#### To do
Return the lines below exactly as they appear, from the line that contains "Confirm that each instance of the oval" through the end of the records, with both ends included.

#### Materials provided
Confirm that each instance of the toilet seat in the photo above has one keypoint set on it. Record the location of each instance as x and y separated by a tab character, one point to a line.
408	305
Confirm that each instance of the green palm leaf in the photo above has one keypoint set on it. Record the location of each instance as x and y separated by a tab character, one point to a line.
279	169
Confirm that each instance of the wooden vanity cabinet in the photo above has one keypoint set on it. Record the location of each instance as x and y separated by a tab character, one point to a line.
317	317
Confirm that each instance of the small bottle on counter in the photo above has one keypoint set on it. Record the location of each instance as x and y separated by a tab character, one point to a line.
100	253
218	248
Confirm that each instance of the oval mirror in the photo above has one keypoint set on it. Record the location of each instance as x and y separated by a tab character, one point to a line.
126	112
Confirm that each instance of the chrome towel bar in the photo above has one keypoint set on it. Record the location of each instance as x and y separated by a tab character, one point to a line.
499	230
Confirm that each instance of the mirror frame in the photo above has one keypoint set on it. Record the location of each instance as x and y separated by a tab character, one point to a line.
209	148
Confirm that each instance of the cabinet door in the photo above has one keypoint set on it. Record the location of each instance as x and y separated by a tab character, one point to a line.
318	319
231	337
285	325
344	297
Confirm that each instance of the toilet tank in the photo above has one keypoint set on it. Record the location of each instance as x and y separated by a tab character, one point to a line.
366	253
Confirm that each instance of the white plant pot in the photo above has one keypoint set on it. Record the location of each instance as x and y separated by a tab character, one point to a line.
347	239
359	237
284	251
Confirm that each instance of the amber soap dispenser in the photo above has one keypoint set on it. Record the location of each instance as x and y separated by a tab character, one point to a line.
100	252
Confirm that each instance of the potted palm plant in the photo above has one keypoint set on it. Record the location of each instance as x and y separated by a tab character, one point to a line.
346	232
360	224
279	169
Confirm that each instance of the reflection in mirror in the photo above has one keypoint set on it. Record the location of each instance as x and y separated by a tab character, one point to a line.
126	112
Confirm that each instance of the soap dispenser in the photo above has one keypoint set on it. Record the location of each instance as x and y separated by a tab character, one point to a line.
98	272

#### Exercise output
Confirm that each instance of the oval mirror in the photo above has one keypoint set on it. Record the location of each instance as x and y separated by a tab character, one point to a line.
126	112
Confirm that each instance of the chrome towel bar in the photo above has one keypoint set on it. Record the location of each instance as x and y separated by a tab character, one point to a line.
499	230
Confirm that each instance of the mirror frame in the photo above has one keypoint set on it. Record the location of each instance as x and y separated by a tab character, one point to a line.
209	148
Confirm that each instance of the cabinet door in the photo above has one keypoint set on it. Record the location of each instance as x and y separated by a tab character, one point to a line.
318	319
231	337
285	325
344	297
Confirm that each instance of the toilet tank in the photo above has one keypoint set on it. Record the location of each instance as x and y separated by a tab character, one point to a line.
366	253
Confirm that each instance of the white plant pot in the photo above has one keypoint set on it. Record the location of each instance as x and y separated by a tab character, one point to a line.
347	239
359	237
284	251
Confirm that each instance of the amber soap dispenser in the photo above has one keypoint set on it. Record the location of each instance as x and y separated by a tab character, one point to a line.
100	252
Confirm that each instance of the potted palm plant in the photo above has one keypoint set on it. Record the location of each instance as x and y separated by a tab character, one point to a line.
346	232
360	224
279	169
Confirm that each instance of the reflection in mirror in the photo above has one keypoint set on it. Record the location of each instance as x and y separated by a tab character, one point to a line.
126	112
Confirm that each instance of the soap dispenser in the photo above has one keypoint set on it. Record the location of each instance as x and y separated by a tab character, one point to a line.
98	272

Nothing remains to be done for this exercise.